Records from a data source
(begin)
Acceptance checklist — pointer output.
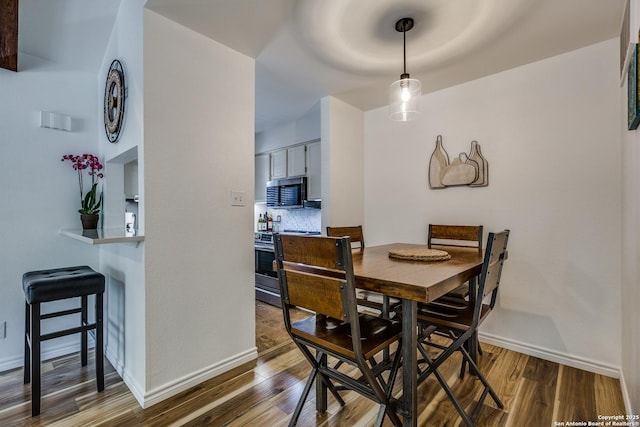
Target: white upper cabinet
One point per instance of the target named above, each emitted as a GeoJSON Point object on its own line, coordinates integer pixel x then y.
{"type": "Point", "coordinates": [313, 171]}
{"type": "Point", "coordinates": [279, 164]}
{"type": "Point", "coordinates": [296, 161]}
{"type": "Point", "coordinates": [261, 177]}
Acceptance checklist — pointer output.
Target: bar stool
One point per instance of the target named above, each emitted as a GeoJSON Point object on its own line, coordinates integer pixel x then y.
{"type": "Point", "coordinates": [53, 285]}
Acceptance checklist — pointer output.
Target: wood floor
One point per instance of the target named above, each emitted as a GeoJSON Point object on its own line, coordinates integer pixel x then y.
{"type": "Point", "coordinates": [535, 393]}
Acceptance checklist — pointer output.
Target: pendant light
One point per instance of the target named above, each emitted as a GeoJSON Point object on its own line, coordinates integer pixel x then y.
{"type": "Point", "coordinates": [404, 94]}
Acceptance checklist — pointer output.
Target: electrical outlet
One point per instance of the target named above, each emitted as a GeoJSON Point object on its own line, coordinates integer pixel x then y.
{"type": "Point", "coordinates": [238, 198]}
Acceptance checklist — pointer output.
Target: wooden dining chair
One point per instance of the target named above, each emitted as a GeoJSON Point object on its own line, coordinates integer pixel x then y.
{"type": "Point", "coordinates": [316, 274]}
{"type": "Point", "coordinates": [369, 299]}
{"type": "Point", "coordinates": [440, 236]}
{"type": "Point", "coordinates": [460, 326]}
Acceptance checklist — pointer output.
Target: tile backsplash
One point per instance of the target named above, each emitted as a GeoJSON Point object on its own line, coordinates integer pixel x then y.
{"type": "Point", "coordinates": [291, 219]}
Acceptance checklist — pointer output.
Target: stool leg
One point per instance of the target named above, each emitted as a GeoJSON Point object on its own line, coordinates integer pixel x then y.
{"type": "Point", "coordinates": [35, 359]}
{"type": "Point", "coordinates": [27, 346]}
{"type": "Point", "coordinates": [84, 343]}
{"type": "Point", "coordinates": [99, 342]}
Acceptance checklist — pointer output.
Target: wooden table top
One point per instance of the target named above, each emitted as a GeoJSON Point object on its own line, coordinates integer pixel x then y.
{"type": "Point", "coordinates": [415, 280]}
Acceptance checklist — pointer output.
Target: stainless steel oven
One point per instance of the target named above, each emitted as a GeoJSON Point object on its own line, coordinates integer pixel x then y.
{"type": "Point", "coordinates": [267, 286]}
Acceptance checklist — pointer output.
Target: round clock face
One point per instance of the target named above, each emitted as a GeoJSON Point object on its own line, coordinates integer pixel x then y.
{"type": "Point", "coordinates": [114, 95]}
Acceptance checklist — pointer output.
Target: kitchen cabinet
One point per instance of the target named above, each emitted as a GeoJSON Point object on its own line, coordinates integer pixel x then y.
{"type": "Point", "coordinates": [262, 175]}
{"type": "Point", "coordinates": [296, 161]}
{"type": "Point", "coordinates": [279, 164]}
{"type": "Point", "coordinates": [313, 156]}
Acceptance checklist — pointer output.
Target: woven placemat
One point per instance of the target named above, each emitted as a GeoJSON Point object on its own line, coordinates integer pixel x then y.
{"type": "Point", "coordinates": [419, 254]}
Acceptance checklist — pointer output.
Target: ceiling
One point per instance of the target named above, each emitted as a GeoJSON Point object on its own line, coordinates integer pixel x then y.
{"type": "Point", "coordinates": [308, 49]}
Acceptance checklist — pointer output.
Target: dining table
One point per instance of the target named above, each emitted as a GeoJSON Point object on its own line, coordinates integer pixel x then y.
{"type": "Point", "coordinates": [411, 282]}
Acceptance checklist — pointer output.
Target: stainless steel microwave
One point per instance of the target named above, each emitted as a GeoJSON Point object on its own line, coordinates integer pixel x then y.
{"type": "Point", "coordinates": [287, 193]}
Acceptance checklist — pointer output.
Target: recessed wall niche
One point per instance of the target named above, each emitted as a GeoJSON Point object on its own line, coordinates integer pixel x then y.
(end)
**INSTRUCTIONS TO FOLLOW**. List every line in the records above that contains the word "stainless", matching case exactly.

**RESULT FOR THIS TASK**.
Target: stainless steel oven
Target: stainless steel microwave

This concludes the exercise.